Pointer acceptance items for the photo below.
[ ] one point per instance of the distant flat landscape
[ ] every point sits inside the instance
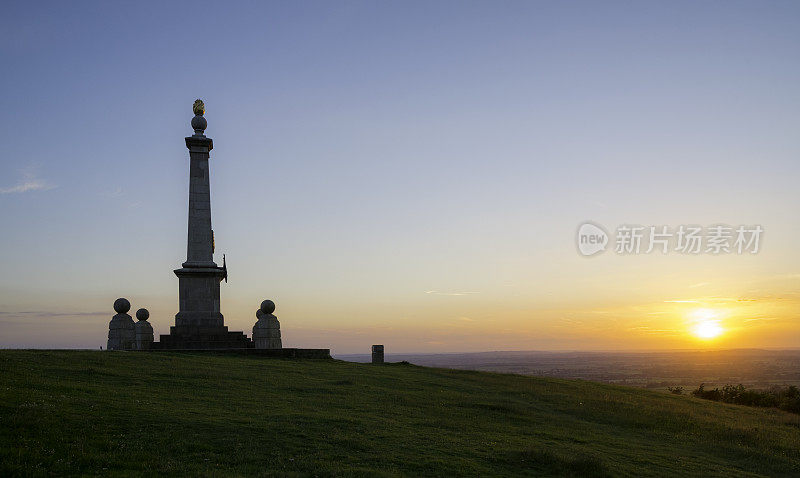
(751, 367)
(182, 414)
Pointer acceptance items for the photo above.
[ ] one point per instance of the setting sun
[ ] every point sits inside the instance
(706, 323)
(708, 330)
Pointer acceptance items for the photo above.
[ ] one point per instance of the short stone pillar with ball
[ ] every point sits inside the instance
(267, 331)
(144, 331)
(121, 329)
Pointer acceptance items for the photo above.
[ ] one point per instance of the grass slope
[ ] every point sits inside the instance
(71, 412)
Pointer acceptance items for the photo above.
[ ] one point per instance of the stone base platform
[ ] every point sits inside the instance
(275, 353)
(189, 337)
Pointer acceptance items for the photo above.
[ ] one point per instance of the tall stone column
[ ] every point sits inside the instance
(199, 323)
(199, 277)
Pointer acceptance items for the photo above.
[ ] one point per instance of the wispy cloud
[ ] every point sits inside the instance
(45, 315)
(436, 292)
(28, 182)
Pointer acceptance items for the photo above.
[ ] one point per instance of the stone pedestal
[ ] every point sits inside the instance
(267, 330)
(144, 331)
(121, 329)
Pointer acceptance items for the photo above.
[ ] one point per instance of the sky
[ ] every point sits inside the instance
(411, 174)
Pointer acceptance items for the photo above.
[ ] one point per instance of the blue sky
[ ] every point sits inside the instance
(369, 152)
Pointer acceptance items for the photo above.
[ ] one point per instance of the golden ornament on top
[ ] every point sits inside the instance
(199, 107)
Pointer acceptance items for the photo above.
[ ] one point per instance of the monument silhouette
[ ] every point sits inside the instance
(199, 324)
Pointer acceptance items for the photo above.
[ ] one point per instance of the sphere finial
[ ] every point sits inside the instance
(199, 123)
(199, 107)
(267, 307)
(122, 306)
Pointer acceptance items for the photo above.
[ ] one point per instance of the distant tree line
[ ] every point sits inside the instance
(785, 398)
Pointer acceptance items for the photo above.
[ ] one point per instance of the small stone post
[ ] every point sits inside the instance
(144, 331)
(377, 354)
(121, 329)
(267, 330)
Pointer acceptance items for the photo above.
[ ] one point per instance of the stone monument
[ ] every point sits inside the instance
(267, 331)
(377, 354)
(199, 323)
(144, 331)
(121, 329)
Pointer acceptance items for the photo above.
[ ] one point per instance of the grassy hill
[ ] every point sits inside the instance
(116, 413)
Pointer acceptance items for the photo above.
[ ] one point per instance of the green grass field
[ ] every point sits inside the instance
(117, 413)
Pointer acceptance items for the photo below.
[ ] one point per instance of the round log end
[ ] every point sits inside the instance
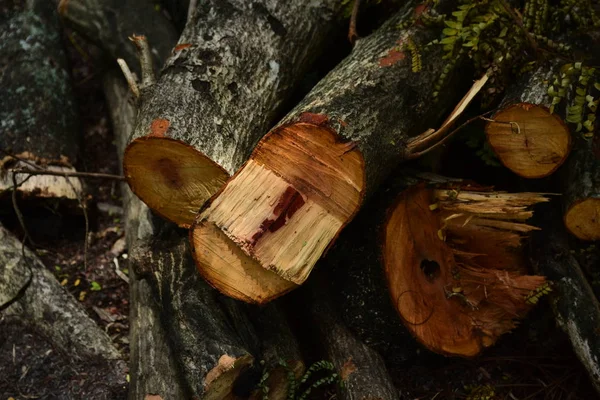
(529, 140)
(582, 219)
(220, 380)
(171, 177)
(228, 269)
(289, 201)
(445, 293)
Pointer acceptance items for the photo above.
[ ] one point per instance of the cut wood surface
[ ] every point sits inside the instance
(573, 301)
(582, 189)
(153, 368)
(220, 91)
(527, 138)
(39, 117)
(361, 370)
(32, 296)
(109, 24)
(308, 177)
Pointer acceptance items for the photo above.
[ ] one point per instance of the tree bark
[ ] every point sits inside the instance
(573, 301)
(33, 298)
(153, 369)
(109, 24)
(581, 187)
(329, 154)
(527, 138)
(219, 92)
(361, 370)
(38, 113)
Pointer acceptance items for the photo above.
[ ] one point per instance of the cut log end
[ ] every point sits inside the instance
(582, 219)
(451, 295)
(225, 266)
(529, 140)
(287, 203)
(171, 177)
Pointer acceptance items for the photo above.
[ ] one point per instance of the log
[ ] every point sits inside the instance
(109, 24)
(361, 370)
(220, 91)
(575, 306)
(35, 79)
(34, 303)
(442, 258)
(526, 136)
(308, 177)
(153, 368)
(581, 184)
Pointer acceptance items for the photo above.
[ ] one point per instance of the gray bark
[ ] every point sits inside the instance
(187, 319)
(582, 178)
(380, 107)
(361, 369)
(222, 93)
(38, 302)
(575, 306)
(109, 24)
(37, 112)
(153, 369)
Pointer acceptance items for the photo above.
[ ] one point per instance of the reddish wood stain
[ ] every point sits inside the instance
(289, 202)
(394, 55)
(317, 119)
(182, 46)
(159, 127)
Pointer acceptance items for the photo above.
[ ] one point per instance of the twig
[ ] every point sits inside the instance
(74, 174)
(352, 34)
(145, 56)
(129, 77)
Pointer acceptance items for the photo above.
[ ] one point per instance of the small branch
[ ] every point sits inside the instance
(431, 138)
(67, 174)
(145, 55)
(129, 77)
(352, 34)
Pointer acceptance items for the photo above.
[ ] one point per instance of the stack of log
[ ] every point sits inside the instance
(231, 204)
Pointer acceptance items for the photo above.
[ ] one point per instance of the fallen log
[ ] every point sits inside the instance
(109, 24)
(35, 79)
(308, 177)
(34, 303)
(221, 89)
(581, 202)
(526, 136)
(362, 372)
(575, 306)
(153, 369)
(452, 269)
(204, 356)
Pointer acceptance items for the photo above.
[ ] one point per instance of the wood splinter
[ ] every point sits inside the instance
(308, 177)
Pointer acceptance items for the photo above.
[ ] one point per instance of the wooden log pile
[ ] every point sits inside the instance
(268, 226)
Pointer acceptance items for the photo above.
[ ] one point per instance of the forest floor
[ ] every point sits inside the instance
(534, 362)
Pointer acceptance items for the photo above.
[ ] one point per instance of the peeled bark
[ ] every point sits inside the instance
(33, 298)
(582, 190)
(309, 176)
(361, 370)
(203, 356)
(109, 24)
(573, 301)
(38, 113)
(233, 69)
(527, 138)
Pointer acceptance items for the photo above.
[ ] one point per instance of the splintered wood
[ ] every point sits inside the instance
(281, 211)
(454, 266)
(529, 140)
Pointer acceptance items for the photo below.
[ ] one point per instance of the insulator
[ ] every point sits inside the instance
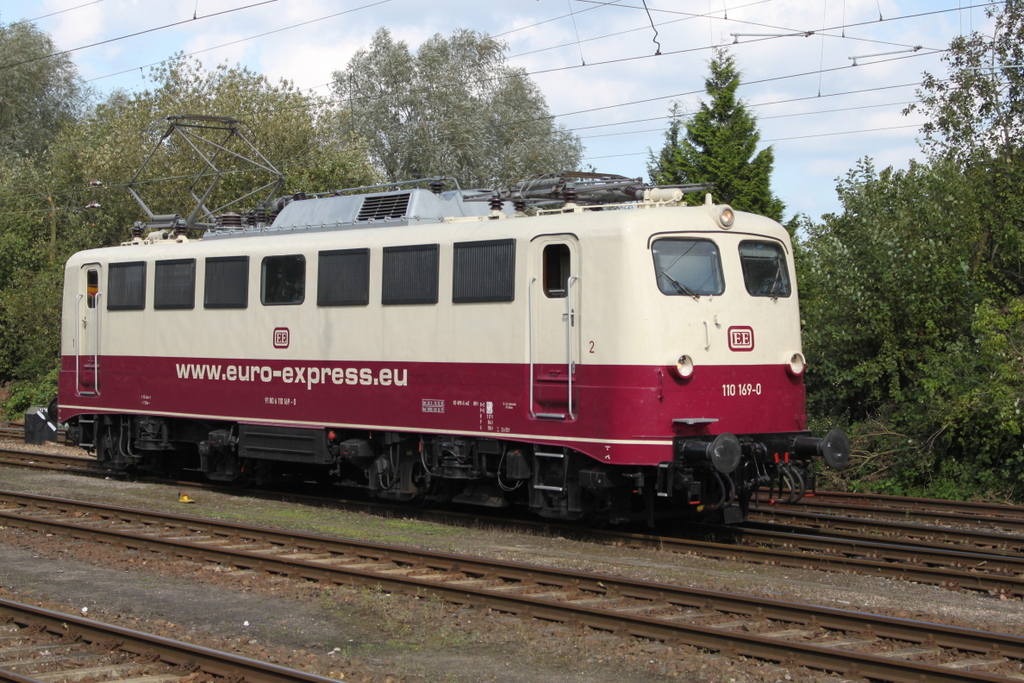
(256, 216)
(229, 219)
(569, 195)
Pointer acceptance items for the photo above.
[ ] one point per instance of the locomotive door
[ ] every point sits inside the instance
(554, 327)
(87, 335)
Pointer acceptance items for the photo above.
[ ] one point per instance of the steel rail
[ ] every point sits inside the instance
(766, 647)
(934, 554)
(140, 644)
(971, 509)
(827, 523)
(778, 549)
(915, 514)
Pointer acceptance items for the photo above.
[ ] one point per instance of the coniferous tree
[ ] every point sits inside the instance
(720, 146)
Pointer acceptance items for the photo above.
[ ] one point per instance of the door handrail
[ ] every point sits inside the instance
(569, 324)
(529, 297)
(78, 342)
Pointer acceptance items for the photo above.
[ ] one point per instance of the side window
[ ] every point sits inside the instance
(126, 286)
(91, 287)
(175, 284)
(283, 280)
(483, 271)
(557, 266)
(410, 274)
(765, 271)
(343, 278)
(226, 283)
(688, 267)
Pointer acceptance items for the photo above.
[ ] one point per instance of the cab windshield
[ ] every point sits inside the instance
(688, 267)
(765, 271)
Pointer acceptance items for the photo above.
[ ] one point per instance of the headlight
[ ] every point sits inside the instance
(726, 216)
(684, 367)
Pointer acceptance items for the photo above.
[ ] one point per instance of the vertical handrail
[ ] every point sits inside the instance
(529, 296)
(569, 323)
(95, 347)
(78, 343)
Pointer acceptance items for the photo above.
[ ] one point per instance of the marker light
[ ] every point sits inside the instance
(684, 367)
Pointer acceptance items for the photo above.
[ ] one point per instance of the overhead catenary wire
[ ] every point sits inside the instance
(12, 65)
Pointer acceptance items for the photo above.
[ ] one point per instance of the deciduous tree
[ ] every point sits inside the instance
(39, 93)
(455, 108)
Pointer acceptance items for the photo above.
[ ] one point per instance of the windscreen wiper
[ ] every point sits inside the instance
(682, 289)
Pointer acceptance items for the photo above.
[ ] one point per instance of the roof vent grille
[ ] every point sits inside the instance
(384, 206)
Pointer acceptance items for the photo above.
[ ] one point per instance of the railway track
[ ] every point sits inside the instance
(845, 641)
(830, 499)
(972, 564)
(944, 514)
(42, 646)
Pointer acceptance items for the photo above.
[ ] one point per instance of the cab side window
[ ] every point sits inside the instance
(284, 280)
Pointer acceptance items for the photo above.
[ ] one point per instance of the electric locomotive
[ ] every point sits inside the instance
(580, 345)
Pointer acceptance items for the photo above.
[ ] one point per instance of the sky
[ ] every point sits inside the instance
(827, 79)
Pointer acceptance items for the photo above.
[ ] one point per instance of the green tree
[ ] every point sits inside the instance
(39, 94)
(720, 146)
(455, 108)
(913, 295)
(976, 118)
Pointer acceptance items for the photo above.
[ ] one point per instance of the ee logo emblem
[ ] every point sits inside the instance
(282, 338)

***

> [TASK DETAILS] Copy out every line of the records that contains the string "distant". Case counts: capitalization must match exactly.

> [FINAL ANSWER]
[ ] one point per instance of the distant flat landscape
[ ] one point per instance of the distant tree line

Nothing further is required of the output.